:: TEXT SEGMENT ::

I was raised by a single mother, and no one in my family works in finance. I study at a university in the north of England, and it's not a big feeder to the banking industry. Even so, I spent this summer working as an intern at Goldman Sachs in London and I loved it.
My expectation was that it would be a cutthroat environment and that we'd be expected to work very long hours. Like most people, I read about the 13 Goldman bankers who worked 100 hour weeks and I was expecting something similar. In fact, my internship wasn't like that at all.
Most days, I worked eight to ten hours a day. - It worked out at a very manageable 45/50 hours a week. The work-life balance was good.
This might have been because I wasn't in the front office. Instead of working in the investment banking division (IBD) where the hours are the longest, I worked in a middle office role that wasn't client facing. I don't want to say what it was because I don't want Goldman to identify me, but it was interesting, and I could really see how important the role was to the bank.
While I could see the front office interns working insane hours and leaving the office at two or even three am, my own summer was both fulfilling and relaxed. Personally, I don't want to work in the front office: I want a career where I won't burn out, but where I still make good money. I'm looking for something sustainable and I could see that the role I was in offered a good career trajectory, allowing me to grow into the job over time.

:: DATA EXTRACT ::
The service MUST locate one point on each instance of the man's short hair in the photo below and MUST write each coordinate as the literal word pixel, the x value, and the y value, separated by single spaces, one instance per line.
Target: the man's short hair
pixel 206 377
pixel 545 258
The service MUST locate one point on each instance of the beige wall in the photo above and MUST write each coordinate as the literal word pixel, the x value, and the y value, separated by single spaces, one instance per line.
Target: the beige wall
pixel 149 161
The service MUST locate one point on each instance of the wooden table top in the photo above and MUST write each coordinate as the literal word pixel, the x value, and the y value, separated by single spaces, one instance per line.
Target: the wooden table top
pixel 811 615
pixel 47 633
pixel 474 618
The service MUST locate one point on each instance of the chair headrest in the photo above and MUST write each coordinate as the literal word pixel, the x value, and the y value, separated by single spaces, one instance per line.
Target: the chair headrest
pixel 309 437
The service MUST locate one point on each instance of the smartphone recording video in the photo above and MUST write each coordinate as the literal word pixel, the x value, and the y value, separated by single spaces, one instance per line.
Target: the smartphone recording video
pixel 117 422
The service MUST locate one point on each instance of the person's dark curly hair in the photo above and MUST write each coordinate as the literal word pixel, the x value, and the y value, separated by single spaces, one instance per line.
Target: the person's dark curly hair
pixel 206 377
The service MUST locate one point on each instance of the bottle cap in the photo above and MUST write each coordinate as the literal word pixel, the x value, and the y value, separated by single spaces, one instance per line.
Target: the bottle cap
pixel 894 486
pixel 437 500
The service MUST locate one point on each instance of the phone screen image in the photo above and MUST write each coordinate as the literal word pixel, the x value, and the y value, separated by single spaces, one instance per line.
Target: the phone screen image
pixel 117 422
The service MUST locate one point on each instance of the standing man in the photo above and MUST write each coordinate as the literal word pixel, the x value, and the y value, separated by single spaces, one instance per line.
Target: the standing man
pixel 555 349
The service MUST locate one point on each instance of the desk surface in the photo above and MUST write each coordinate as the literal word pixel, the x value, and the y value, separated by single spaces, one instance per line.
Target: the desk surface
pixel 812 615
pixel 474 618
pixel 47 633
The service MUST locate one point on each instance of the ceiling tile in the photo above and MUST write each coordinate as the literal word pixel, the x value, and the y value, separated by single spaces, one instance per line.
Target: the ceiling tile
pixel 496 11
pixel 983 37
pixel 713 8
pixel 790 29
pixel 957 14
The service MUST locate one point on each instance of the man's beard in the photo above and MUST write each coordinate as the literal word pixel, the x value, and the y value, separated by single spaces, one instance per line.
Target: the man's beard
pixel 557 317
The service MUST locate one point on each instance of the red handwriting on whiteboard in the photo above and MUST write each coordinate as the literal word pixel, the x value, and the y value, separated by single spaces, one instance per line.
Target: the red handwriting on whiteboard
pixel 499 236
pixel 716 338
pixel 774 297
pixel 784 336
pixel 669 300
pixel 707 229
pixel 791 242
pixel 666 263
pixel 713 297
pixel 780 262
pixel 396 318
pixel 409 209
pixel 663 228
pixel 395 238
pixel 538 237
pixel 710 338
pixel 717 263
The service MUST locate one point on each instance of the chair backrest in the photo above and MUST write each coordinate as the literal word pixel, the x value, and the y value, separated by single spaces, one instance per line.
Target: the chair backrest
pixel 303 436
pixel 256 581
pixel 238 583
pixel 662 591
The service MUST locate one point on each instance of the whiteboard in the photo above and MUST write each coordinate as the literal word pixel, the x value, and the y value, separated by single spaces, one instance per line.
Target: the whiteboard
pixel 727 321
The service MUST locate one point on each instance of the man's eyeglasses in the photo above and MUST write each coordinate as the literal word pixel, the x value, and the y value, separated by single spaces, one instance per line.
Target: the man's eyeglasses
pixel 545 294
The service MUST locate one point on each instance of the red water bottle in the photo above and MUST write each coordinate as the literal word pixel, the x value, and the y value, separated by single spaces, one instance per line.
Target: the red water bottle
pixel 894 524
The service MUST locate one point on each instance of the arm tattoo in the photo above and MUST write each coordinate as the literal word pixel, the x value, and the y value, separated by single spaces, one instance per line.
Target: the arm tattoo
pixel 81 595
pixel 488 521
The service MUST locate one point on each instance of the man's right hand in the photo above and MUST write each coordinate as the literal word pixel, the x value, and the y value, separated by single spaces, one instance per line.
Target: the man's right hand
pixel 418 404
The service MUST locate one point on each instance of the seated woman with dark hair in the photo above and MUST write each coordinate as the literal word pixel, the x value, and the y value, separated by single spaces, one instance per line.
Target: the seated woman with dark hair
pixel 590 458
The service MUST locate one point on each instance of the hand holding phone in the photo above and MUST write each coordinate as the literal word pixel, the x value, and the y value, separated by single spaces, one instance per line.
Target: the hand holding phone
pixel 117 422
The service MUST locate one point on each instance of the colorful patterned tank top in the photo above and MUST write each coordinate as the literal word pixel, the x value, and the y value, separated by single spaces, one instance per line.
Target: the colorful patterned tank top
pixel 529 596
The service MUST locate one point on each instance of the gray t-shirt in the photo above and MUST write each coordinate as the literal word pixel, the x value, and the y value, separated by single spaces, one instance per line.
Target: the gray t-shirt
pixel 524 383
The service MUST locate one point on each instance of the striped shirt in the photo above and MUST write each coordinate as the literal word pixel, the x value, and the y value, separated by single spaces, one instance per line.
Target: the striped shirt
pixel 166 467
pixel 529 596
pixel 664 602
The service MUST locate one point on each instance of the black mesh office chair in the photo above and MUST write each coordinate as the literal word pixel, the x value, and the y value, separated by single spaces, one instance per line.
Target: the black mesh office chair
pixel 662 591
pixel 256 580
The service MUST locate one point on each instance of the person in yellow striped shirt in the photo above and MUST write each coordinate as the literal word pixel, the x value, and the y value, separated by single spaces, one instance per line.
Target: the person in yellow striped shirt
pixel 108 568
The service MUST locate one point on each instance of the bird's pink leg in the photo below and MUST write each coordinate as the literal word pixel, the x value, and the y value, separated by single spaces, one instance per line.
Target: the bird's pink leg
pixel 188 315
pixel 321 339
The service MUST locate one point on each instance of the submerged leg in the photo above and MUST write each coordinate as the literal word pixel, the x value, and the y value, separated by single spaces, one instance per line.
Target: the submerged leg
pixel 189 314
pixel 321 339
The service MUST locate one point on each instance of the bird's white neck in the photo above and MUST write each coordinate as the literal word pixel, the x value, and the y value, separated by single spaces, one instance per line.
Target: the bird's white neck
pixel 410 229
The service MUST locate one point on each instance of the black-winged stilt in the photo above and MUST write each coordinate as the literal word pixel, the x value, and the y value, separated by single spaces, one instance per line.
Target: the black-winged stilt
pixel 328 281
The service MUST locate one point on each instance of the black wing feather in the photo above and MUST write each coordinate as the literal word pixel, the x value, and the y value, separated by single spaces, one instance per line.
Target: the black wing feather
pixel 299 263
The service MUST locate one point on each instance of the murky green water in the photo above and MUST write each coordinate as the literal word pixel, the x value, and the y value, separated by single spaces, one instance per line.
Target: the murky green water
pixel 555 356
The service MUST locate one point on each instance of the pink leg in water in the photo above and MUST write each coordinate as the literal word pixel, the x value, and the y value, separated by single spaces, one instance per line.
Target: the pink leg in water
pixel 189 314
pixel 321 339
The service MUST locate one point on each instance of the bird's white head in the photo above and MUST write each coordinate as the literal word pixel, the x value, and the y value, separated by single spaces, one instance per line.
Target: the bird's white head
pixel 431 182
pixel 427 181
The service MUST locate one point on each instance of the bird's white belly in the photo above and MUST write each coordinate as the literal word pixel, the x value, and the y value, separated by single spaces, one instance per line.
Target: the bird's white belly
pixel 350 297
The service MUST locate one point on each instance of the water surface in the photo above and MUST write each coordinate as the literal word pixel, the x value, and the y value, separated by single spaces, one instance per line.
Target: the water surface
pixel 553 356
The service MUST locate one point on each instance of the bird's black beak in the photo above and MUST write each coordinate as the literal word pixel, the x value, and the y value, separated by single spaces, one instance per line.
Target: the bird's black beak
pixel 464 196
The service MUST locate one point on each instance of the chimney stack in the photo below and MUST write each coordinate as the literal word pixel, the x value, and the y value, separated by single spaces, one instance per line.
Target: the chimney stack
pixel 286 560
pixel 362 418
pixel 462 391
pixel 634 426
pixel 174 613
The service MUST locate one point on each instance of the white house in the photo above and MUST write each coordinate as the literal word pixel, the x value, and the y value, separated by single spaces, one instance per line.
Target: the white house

:: YOUR TASK ::
Reproduce the passage of the internship account word for word, starting at "Most days, I" and ending at "to the bank.".

:: FULL SOLUTION ::
Most days, I worked eight to ten hours a day. - It worked out at a very manageable 45/50 hours a week. The work-life balance was good.
This might have been because I wasn't in the front office. Instead of working in the investment banking division (IBD) where the hours are the longest, I worked in a middle office role that wasn't client facing. I don't want to say what it was because I don't want Goldman to identify me, but it was interesting, and I could really see how important the role was to the bank.